_Passage to read:_
_ _ _ _ _
Sex Experience before Marriage
I recently attended some lectures given at a secular university on the subject of preparation for a happy marriage. In one lecture it was stated that some sex experience before marriage is necessary for happiness in marriage, on the ground that by experiment one learns whether married life will be happy. Is there any truth in this? I am not a Catholic, though I read your column, and I feel that this sort of teaching can do an immense amount of harm. Do you agree?
This sort of teaching has frequently crept into marriage courses given to young people in secular colleges and universities today, and you are right about its being very damaging to all who take it even half seriously.
Both on religious and on practical grounds it can be proved that any sort of sex-experimentation before marriage is bound to result in unhappiness.
This should certainly be clear to every God-fearing, Christian boy and girl.
Impurity, the right name for “sex-experimentation” before marriage, is a violation of nature and a transgression of God’s law.
It is an inexorable law of nature and a demand of the justice of God that every sin must be atoned for, and most sins are atoned for not only in the next world, but also in this. “The wages of sin is death.” There are many forms of death by which such sins are atoned for, and one of them is the death of that true happiness, built on the love of God and obedience to His law, that is looked for in marriage.
This religious truth is forcefully confirmed by experience. We recall a statement made by the head of a modern marriage problem clinic, who professed no particularly strong religious convictions.
He said that his experience with the problems of married people forced on him the conclusion that not one in a thousand marriages that had been preceded by sex indulgence turned out to be really happy; none turned out to be as happy as marriage should be.
It stands to reason that this should be so; the law of chastity is so deeply engraved in the conscience that it cannot be violated without major repercussions on the whole personality, nor without spoiling the whole relationship of marriage.
Marriages do suffer, sometimes, from ignorance on the part of husband or wife.
Even before marriage, all ignorance about marriage should be removed by proper instruction. But sin is never a good or prudent preparation for anything.
I am a widow, thirty-one years old, with two children. Before my husband died two years ago I promised him that I would never marry again.
I did that of my own accord because I loved him so much and we had been so happy together. He never asked me to make the promise, and only smiled when I did so.
_ _ _ _ _
Dataset entries
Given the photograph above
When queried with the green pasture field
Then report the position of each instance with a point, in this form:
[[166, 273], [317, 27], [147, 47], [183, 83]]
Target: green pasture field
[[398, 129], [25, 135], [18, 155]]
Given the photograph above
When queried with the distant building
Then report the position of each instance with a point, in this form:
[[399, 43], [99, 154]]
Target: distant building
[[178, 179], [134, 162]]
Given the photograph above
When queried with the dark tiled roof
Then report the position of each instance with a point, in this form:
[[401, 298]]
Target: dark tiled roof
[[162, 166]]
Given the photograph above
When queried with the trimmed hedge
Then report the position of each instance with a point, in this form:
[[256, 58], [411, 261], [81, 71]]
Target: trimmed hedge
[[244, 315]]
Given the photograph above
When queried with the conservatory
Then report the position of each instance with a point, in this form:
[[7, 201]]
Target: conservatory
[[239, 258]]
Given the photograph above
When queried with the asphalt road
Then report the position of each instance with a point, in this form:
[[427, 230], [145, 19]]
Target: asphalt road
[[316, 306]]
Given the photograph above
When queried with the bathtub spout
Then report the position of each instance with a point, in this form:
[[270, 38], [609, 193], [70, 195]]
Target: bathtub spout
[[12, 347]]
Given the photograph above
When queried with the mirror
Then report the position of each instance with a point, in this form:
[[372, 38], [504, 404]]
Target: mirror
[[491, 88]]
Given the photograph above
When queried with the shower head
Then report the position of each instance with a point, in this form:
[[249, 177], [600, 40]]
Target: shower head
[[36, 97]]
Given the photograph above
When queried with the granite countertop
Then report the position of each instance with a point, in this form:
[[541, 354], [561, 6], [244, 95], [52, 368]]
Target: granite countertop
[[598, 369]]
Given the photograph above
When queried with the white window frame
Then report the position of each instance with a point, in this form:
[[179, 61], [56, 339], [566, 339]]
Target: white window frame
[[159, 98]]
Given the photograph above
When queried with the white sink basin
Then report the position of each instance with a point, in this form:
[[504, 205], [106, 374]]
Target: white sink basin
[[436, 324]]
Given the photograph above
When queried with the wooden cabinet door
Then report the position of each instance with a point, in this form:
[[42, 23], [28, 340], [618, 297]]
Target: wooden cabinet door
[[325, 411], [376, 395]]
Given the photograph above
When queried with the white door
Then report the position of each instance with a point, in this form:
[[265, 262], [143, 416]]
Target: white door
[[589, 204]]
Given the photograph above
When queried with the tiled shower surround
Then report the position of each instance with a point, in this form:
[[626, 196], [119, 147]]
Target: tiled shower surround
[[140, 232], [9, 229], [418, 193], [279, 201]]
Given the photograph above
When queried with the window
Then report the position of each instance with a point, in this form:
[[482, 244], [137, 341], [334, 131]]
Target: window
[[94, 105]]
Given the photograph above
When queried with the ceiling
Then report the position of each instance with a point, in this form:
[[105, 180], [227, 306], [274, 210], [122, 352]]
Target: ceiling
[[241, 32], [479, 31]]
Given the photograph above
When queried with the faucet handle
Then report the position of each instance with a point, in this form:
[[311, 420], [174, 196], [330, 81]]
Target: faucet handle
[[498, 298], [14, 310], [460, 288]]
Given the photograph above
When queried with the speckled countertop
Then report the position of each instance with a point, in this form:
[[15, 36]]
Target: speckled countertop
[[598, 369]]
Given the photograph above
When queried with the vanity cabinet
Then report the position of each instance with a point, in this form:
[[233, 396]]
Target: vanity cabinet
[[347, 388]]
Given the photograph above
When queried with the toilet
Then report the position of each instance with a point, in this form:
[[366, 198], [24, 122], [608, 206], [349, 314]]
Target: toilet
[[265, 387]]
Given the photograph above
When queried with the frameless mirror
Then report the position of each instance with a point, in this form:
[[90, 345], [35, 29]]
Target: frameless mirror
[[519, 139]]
_ _ _ _ _
_Apply what you read:_
a: Condense the paragraph of the column on premarital sex that begins "It is an inexorable law of nature" into a short list of its main points.
b: Carry on the column on premarital sex from its final sentence.

_Results for each task:_
a:
- By an inexorable law of nature and a demand of God's justice, every sin must be atoned for.
- Most sins are atoned for in this world as well as in the next.
- "The wages of sin is death," and such sins are atoned for by many forms of death.
- One of these forms is the death of the true happiness looked for in marriage, which is built on the love of God and obedience to His law.

b:
Now in the past few months I have been going out with a single man of 35, and I already know that if I continue to go with him, he will ask me to marry him.
I want to keep my promise to my husband because I feel bound by it, but at the same time I find it awfully difficult to think of giving up this new friendship. Can you advise me?
There are two things to be considered in solving this problem for yourself. The first one is this, that if you were unequivocally determined to carry out your promise and to remain single, it would be obligatory upon you not to enter into company-keeping at all.
The reason is that you would be in danger of falling into serious sin if, on the one hand, you were prepared to resist all inclinations and invitations to marry again, and at the same time you were making it possible for yourself to fall deeply in love.
It has been said here frequently that regular company-keeping is lawful only if there be a possibility of its ending in lawful marriage.
If you yourself exclude the possibility of marriage from your future, you must go the whole way and exclude regular company-keeping as well.
If you do not, you shall suffer mentally, physically, and probably morally.
The second thing to be considered is the fact that adherence to your promise, under the changed circumstances of the present, may prove to be very foolhardy and imprudent, because of your relative youth and evident inclination toward male companionship.
Unless you are motivated by deep spiritual principles, fortified by strong spiritual habits, and are willing to live a more or less secluded life for the love of God and for the sake of your children, the next ten years may be very difficult ones for you, unless you accept an invitation to marry again.
If you are a Catholic, the best thing to do is to lay your case before a confessor and permit him to decide for you.
After questioning your motives and studying your character for a while, he will be able to tell you whether you may be freed from the promise you made, and whether to marry again may not be the will of God for you.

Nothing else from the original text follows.